● WRITTEN EXERCISE
Count the lines in the listing that contain the word "distant" and give only that number.

=== DATASET EXCERPTS ===

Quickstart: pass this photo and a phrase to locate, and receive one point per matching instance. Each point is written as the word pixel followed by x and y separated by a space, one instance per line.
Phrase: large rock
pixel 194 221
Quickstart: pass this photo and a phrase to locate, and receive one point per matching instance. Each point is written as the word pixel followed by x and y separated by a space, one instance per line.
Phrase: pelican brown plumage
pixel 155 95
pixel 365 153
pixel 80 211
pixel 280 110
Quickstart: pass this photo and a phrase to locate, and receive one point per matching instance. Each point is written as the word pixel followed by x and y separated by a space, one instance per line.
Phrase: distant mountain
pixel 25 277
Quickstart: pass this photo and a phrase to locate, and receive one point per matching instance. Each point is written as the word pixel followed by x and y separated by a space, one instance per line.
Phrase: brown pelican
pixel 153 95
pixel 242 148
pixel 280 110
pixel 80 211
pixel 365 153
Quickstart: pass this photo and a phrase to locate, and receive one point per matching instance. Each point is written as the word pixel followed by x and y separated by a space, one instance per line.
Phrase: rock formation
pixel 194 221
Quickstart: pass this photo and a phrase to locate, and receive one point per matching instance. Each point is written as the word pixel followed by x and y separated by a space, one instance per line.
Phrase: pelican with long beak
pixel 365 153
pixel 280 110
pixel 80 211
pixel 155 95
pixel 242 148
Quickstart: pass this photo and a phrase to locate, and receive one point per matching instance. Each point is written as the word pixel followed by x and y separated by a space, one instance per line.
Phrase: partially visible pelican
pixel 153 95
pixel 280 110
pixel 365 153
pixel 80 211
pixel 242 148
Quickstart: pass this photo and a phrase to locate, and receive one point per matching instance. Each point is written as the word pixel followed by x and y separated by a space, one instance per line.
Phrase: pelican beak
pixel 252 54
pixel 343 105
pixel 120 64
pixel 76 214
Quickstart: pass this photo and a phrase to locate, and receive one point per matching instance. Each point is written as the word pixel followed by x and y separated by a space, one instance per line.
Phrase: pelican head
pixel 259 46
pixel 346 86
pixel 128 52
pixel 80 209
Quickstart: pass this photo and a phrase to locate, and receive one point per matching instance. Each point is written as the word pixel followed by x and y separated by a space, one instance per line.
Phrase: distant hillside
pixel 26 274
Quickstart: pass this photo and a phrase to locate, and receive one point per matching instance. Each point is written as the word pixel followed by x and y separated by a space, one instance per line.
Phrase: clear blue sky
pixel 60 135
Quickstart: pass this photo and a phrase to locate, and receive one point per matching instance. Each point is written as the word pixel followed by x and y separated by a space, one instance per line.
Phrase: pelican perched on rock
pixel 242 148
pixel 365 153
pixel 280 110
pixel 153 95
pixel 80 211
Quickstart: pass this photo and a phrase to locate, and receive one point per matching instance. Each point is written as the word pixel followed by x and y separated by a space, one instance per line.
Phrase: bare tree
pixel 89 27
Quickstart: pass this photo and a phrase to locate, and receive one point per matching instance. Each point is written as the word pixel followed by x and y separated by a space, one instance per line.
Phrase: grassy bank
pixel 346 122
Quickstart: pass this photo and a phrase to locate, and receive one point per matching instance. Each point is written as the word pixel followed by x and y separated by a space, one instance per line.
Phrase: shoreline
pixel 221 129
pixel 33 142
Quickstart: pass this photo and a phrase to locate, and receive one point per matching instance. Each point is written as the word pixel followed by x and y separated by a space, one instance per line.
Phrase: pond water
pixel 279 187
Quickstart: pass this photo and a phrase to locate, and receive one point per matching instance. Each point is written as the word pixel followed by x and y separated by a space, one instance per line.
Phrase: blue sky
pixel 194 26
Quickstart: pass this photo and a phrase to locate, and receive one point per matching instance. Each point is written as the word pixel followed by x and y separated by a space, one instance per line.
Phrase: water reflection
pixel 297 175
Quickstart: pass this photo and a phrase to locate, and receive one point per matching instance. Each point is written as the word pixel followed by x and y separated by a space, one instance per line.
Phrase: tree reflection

===

● FINISHED TASK
2